Listed records START

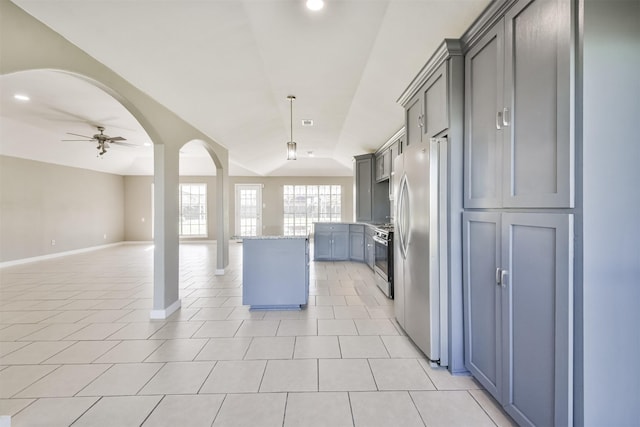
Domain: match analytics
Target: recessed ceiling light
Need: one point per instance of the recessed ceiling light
(315, 4)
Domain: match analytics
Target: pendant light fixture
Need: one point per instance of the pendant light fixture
(291, 145)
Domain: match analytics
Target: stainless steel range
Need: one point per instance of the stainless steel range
(383, 267)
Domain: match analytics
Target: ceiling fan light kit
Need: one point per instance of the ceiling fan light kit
(102, 140)
(291, 145)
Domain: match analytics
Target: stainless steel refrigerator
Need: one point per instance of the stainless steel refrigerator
(420, 273)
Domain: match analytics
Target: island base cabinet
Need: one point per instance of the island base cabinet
(518, 312)
(275, 273)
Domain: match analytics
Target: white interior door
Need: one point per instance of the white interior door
(248, 210)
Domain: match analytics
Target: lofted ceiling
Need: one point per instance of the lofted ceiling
(226, 67)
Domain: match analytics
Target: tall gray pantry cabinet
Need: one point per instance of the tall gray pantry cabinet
(518, 196)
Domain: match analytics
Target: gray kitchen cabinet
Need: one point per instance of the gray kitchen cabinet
(537, 317)
(383, 165)
(518, 311)
(518, 147)
(356, 242)
(436, 111)
(369, 246)
(427, 113)
(371, 197)
(331, 242)
(483, 98)
(483, 311)
(363, 187)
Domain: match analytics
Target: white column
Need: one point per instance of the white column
(166, 250)
(222, 215)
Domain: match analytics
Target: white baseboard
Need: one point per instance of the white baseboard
(163, 314)
(57, 255)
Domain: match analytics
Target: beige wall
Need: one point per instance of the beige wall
(138, 201)
(41, 202)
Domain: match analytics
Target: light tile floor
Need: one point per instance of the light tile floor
(77, 348)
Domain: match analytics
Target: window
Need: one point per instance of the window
(193, 210)
(306, 204)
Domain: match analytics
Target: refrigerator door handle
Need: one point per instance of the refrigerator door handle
(402, 218)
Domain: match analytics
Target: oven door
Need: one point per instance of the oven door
(381, 266)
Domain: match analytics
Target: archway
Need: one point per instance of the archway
(27, 44)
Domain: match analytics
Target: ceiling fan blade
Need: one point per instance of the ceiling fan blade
(123, 144)
(84, 136)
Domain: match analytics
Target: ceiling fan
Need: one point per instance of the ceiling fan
(102, 140)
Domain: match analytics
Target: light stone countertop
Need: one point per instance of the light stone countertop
(274, 237)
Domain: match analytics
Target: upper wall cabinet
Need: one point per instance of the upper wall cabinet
(518, 145)
(426, 100)
(371, 197)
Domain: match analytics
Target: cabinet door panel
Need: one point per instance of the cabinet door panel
(356, 246)
(340, 246)
(483, 328)
(537, 317)
(414, 121)
(483, 140)
(364, 209)
(538, 146)
(436, 116)
(322, 245)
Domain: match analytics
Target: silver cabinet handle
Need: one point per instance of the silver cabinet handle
(506, 117)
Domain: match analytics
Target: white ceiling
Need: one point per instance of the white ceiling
(226, 67)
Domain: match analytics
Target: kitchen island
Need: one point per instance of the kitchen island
(275, 272)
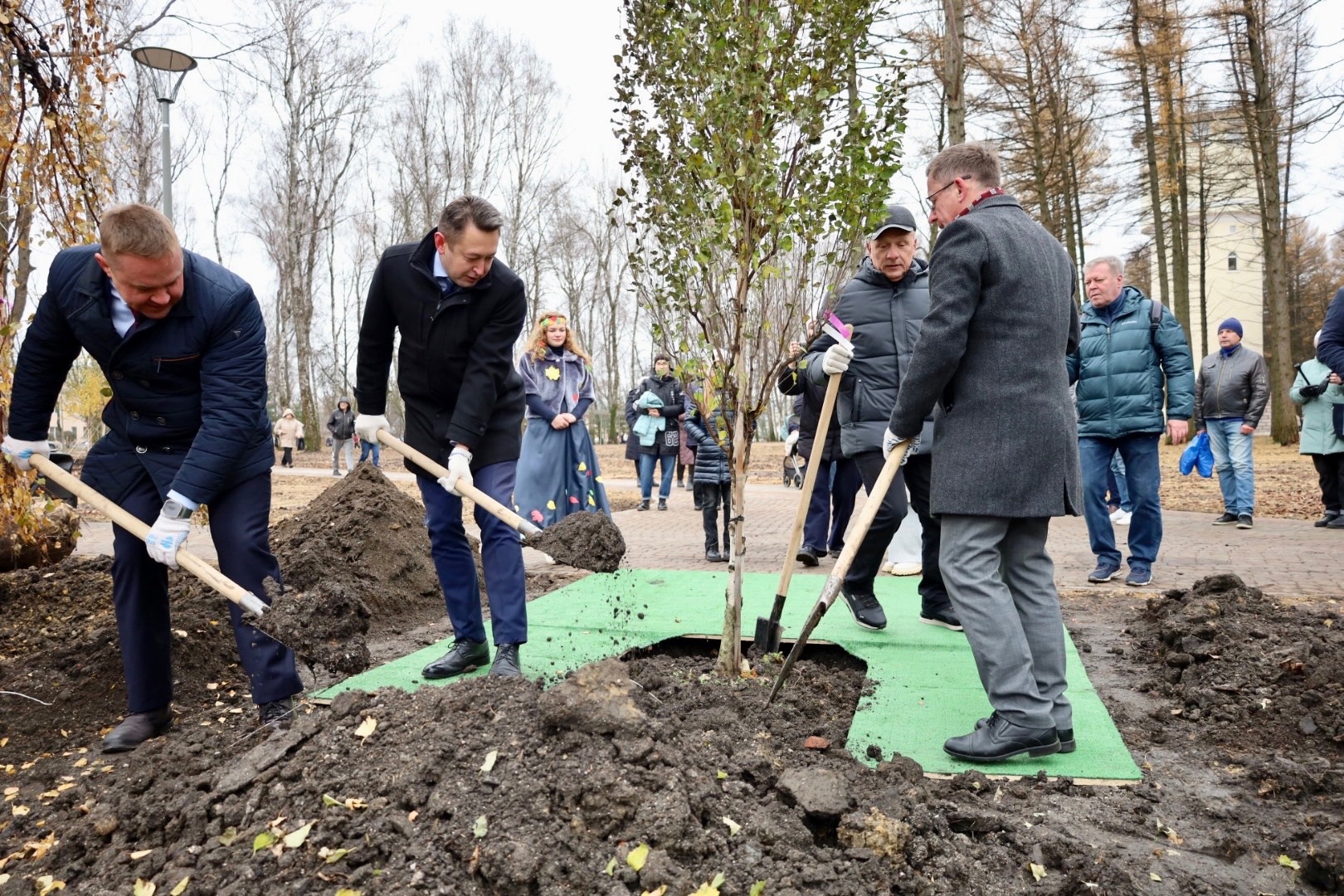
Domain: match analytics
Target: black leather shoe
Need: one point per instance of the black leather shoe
(138, 728)
(1001, 740)
(465, 655)
(275, 713)
(505, 663)
(864, 609)
(1066, 737)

Listed records END

### Work item:
Leaving the pictures out, transcribe word for word the lines from the one with "Target: silver cabinet handle" to the end of the material above, inclusive, and nothing else.

### Reply to the exercise:
Target: silver cabinet handle
Need: one point per instance of the silver cabinet handle
(506, 117)
Domain: match analytics
Target: white ceiling
Need: one point per instance of the white ceiling
(226, 67)
Domain: match analytics
Target: kitchen island
Need: one point per instance of the kitchen island
(275, 272)
Domain: match analytics
Target: black leather shoe
Need: one point per instance of the black leather shoe
(138, 728)
(1001, 740)
(465, 655)
(275, 713)
(505, 663)
(864, 609)
(1066, 737)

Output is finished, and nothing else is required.